Excerpt:
⁂

# A singular value inequality for nonnegative matrices

This post concerns a question regarding nonnegative matrices, i.e., matrices with all entries nonnegative:

For two nonnegative matrices ${A,B \in {\mathbb R}^{m\times n}}$, if ${A-B\geq 0}$, i.e., ${A-B}$ is nonnegative as well, is there any relation with their singular values?

As we shall see, indeed, the largest singular value of ${A}$, denoted as ${\sigma_1(A)}$, is larger than the largest singular value of ${B}$, ${\sigma_1(B)}$:

$\displaystyle \sigma_1(A)\geq \sigma_1(B).$

Let us first consider a simpler case when ${A,B\in {\mathbb R}^{n\times n}}$ are symmetric, so that ${\sigma_1(A)=\max\{|\lambda_1(A)|,|\lambda_n(A)|\}}$, ${\sigma_1(B) =\{|\lambda_1(A)|,|\lambda_n(B)|\}}$. Here for any symmetric matrix ${C}$, we denote its eigenvalues as ${\lambda_1(C)\geq \dots \geq \lambda_n(C)}$.

Lemma 1
If ${A,B,A-B\in {\mathbb R}^{n\times n}}$ are all nonnegative and symmetric, then

$\displaystyle \sigma_1(A)\geq \sigma_1(B).$

Proof:
To prove the lemma, we first recall the Perron-Frobenius theorem which states that the largest eigenvalue (in magnitude) of a
nonnegative matrix is nonnegative and the eigenvalue admits an eigenvector which is entrywise nonnegative as well.

⁂

Write out the passage of the singular value post from "# A singular" to "their singular values?".

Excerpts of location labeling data
⁂

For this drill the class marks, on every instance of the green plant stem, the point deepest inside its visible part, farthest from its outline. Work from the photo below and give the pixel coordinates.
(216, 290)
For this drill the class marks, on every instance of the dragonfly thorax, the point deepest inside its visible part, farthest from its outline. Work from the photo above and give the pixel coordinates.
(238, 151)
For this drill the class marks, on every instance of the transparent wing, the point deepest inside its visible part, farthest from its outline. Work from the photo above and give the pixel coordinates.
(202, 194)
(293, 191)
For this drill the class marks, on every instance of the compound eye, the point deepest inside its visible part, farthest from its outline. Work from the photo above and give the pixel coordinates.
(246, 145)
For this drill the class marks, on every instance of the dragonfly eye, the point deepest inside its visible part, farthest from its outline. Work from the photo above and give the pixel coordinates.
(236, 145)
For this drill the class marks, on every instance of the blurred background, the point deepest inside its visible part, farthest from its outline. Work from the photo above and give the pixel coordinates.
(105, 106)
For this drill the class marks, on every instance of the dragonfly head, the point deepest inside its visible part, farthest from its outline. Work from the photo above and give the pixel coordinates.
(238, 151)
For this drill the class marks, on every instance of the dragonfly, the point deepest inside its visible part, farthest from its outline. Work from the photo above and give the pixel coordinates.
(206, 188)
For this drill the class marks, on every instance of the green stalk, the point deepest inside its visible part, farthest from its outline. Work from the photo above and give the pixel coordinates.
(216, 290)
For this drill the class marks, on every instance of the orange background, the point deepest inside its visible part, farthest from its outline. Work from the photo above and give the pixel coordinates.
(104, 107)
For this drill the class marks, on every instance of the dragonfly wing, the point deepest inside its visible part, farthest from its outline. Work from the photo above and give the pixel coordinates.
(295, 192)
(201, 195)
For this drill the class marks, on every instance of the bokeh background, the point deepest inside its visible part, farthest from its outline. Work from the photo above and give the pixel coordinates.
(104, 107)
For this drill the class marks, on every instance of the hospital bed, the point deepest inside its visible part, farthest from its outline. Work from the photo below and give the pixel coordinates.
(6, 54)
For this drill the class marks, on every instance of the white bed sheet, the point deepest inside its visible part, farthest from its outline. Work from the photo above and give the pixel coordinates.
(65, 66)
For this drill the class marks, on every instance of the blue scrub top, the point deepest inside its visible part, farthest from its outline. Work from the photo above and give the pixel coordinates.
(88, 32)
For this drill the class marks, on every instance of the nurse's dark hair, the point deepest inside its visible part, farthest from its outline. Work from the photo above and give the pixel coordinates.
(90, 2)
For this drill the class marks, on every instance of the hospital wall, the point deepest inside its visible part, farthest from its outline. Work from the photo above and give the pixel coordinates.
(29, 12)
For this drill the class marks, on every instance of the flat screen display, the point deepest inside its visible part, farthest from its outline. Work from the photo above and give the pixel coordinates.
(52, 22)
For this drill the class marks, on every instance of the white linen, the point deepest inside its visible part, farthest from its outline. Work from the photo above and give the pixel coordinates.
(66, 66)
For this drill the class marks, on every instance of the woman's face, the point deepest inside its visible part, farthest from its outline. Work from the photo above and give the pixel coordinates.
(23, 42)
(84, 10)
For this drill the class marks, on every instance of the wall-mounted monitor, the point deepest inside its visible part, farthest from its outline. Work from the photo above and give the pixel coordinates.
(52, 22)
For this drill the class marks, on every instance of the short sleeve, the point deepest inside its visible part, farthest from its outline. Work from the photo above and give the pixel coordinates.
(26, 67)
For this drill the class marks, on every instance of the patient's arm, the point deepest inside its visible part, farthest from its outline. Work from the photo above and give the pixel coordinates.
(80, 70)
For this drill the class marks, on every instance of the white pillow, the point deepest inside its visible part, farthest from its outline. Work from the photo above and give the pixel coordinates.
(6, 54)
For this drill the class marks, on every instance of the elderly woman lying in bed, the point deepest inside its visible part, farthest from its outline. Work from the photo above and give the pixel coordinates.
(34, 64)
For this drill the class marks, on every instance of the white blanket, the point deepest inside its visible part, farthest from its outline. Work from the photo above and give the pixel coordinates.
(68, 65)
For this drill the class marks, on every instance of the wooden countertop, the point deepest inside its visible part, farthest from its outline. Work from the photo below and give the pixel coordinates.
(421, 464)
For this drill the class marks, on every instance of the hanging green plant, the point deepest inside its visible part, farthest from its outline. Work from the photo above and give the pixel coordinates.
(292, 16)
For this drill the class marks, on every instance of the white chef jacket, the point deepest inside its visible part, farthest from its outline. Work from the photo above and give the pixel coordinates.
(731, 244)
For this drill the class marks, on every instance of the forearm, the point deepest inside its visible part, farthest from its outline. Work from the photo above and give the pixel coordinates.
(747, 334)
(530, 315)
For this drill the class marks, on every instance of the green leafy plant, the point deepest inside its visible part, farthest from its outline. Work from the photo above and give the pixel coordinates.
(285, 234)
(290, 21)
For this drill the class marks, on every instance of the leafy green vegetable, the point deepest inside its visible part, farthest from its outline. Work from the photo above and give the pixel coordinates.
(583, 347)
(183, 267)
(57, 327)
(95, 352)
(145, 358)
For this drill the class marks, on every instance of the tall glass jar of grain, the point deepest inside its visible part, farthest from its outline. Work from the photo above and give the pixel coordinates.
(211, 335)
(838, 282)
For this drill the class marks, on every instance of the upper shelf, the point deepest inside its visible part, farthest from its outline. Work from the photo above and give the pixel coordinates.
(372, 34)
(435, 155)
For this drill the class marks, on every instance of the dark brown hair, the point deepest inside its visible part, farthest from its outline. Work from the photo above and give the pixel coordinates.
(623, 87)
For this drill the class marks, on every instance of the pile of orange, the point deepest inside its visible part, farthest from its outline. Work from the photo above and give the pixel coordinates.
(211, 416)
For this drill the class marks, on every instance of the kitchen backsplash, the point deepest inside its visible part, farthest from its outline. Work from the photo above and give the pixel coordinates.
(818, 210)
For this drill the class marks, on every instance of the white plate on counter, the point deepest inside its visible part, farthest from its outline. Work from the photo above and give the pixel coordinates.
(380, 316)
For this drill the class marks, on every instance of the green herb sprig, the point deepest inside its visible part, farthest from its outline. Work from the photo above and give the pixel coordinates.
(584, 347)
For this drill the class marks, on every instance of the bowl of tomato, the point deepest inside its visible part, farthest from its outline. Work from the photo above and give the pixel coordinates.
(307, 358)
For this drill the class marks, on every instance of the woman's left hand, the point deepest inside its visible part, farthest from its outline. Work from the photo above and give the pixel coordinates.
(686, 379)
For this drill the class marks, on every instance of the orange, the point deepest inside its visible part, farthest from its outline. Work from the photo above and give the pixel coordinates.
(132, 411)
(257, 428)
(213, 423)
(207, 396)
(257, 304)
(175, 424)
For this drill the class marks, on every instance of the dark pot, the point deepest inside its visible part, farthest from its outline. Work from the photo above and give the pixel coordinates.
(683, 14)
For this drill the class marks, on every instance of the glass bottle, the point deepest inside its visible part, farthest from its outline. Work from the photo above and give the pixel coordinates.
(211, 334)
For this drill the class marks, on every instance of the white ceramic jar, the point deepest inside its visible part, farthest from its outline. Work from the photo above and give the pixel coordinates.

⁂

Result of this exercise:
# A singular value inequality for nonnegative matrices

This post concerns a question regarding nonnegative matrices, i.e., matrices with all entries nonnegative:

For two nonnegative matrices ${A,B \in {\mathbb R}^{m\times n}}$, if ${A-B\geq 0}$, i.e., ${A-B}$ is nonnegative as well, is there any relation with their singular values?